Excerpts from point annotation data

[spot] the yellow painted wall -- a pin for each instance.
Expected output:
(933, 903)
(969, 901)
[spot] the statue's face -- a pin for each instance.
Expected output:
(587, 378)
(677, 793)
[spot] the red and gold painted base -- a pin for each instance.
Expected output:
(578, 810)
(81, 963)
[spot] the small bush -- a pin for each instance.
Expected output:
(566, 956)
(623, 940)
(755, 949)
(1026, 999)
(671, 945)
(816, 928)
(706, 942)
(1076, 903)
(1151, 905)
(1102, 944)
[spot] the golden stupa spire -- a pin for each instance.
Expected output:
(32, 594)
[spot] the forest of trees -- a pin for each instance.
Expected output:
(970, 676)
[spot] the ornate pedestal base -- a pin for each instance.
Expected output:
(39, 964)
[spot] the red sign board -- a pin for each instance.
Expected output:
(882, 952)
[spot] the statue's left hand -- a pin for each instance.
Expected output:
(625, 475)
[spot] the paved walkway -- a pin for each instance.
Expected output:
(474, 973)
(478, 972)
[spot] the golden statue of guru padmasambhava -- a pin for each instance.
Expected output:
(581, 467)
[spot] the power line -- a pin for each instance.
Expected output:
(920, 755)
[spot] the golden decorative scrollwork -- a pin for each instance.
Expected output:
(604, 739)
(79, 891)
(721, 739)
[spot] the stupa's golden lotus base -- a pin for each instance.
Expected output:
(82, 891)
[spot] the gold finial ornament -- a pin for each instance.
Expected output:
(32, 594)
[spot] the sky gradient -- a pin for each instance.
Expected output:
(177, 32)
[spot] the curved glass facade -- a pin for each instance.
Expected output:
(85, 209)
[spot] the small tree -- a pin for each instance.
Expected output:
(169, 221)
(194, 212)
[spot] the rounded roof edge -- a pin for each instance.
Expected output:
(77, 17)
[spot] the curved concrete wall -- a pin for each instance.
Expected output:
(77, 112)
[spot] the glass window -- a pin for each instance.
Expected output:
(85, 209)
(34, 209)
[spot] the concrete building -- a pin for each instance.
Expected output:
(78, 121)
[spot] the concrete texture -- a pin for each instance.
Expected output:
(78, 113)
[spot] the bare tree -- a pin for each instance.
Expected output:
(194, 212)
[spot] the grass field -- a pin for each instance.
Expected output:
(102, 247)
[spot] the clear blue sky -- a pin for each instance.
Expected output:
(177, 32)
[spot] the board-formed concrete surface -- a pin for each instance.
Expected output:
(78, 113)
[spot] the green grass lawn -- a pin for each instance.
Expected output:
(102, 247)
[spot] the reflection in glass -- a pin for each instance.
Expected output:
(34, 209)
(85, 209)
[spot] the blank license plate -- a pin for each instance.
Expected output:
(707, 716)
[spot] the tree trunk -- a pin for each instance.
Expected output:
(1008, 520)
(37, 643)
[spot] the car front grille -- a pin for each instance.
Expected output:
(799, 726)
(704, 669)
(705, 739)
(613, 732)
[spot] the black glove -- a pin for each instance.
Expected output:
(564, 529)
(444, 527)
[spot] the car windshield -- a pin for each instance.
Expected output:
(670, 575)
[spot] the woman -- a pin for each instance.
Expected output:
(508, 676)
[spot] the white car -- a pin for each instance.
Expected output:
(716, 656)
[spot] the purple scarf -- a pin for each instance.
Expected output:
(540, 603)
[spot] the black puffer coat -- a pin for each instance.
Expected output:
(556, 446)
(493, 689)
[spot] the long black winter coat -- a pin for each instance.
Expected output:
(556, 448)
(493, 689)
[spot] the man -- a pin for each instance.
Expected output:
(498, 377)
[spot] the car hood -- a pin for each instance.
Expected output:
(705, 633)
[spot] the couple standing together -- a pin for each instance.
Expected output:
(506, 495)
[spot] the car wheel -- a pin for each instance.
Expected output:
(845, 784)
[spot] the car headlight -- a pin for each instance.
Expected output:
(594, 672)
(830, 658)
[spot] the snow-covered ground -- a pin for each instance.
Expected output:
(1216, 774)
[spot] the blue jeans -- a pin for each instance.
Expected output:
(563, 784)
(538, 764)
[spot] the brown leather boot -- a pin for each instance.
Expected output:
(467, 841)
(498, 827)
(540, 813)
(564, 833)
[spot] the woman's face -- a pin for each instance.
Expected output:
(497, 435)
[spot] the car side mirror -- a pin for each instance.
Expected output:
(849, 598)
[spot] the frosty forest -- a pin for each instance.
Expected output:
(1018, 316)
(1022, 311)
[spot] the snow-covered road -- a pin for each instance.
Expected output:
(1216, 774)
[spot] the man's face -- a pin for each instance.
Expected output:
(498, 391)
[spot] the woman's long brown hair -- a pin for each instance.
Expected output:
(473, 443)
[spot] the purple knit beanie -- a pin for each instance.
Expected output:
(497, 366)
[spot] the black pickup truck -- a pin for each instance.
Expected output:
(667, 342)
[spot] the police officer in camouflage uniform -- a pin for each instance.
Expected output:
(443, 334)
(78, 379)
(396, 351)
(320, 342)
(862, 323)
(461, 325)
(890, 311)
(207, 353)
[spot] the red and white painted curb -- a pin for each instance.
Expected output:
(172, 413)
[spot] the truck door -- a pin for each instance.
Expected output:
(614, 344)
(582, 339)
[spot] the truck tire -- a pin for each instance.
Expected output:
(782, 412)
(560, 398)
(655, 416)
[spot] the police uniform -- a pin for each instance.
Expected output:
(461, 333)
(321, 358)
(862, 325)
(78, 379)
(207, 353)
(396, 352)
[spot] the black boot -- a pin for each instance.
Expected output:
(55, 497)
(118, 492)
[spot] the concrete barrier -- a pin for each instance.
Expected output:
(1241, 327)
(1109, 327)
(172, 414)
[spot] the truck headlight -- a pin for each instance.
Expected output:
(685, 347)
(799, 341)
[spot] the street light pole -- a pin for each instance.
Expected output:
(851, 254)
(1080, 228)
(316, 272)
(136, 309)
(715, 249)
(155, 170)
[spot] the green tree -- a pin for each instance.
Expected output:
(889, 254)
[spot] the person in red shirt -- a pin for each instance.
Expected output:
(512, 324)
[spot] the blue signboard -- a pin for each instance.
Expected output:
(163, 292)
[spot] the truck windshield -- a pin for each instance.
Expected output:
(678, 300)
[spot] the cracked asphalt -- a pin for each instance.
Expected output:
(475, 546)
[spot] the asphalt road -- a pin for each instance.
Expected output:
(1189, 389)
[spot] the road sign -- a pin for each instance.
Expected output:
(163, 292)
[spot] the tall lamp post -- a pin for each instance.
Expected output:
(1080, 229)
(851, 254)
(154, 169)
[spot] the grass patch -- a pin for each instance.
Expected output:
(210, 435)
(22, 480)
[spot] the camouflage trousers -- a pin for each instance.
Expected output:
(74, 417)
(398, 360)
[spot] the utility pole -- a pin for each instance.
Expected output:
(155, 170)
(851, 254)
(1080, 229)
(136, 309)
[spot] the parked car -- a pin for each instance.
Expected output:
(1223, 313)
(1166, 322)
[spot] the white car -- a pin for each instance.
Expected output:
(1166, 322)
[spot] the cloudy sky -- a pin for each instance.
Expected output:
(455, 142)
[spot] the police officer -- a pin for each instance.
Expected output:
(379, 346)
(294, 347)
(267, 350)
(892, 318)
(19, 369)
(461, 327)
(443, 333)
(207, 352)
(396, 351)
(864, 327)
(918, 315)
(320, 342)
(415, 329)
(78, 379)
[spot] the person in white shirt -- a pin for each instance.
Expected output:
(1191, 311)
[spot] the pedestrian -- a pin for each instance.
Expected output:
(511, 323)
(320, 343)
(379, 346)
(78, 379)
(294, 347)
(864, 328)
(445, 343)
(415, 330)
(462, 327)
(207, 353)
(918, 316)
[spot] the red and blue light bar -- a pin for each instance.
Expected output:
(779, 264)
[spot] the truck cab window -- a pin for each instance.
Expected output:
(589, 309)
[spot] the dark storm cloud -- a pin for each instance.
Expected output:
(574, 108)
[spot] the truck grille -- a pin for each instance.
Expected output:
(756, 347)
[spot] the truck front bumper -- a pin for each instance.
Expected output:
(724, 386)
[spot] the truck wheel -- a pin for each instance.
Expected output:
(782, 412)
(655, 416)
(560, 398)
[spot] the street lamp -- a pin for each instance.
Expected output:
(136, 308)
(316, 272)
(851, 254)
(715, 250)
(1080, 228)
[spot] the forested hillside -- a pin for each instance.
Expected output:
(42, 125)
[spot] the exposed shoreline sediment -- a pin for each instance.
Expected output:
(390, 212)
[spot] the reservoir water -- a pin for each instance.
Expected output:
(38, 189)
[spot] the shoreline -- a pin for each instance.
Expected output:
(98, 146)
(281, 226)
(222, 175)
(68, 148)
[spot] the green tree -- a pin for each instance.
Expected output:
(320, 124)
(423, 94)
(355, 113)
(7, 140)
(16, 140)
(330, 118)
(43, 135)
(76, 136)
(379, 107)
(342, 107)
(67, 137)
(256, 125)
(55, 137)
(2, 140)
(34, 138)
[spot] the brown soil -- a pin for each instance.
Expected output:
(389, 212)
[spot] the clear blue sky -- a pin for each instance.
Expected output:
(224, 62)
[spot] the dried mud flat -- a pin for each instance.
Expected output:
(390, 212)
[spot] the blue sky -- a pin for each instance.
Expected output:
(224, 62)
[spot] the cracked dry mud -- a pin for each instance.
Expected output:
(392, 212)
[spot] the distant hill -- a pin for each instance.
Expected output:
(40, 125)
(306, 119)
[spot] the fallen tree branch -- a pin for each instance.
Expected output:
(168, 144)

PROBLEM REQUIREMENTS —
Nothing outside the span should appear: transcribe the lines from the one containing "[spot] the person in white" through the last line of the records.

EXPECTED OUTPUT —
[spot] the person in white shirt -- a pin for each instance.
Expected output:
(1191, 311)
[spot] the pedestrian -- a pin for each instance.
Expected output:
(511, 323)
(320, 343)
(379, 346)
(78, 379)
(294, 347)
(864, 328)
(445, 343)
(415, 330)
(462, 327)
(207, 353)
(918, 316)
[spot] the red and blue light bar -- a pin for each instance.
Expected output:
(779, 264)
[spot] the truck cab window -- a pin for each instance.
Expected output:
(589, 309)
[spot] the dark storm cloud -- a pin for each instance.
Expected output:
(574, 108)
[spot] the truck grille -- a pin for each instance.
Expected output:
(756, 347)
[spot] the truck front bumper -- a pin for each instance.
Expected output:
(724, 386)
[spot] the truck wheel -- a pin for each instance.
Expected output:
(782, 412)
(655, 416)
(560, 398)
[spot] the street lamp -- a pin for each instance.
Expected output:
(136, 308)
(316, 272)
(851, 254)
(715, 250)
(1080, 228)
[spot] the forested hillside -- a pin for each instance.
Expected output:
(42, 125)
[spot] the exposed shoreline sediment -- a pin for each instance.
Expected output:
(390, 212)
[spot] the reservoir water -- a pin for each instance.
Expected output:
(38, 189)
[spot] the shoreline -- a pin for each instance.
Expected output:
(98, 146)
(281, 226)
(222, 175)
(68, 148)
[spot] the green tree -- a pin for each instance.
Expected output:
(320, 124)
(423, 94)
(355, 113)
(7, 140)
(16, 140)
(330, 118)
(43, 135)
(76, 136)
(379, 107)
(342, 107)
(67, 137)
(256, 125)
(55, 137)
(2, 140)
(34, 138)
[spot] the brown soil -- a pin for each instance.
Expected output:
(389, 212)
[spot] the clear blue sky -- a pin for each instance.
Expected output:
(224, 62)
[spot] the dried mud flat -- a pin for each instance.
Expected output:
(390, 212)
[spot] the blue sky -- a pin for each instance.
Expected output:
(224, 62)
[spot] the cracked dry mud -- a pin for each instance.
Expected output:
(392, 212)
[spot] the distant hill -- a pin for each instance.
Expected output:
(40, 125)
(306, 119)
[spot] the fallen tree branch -- a pin for each instance.
Expected output:
(168, 144)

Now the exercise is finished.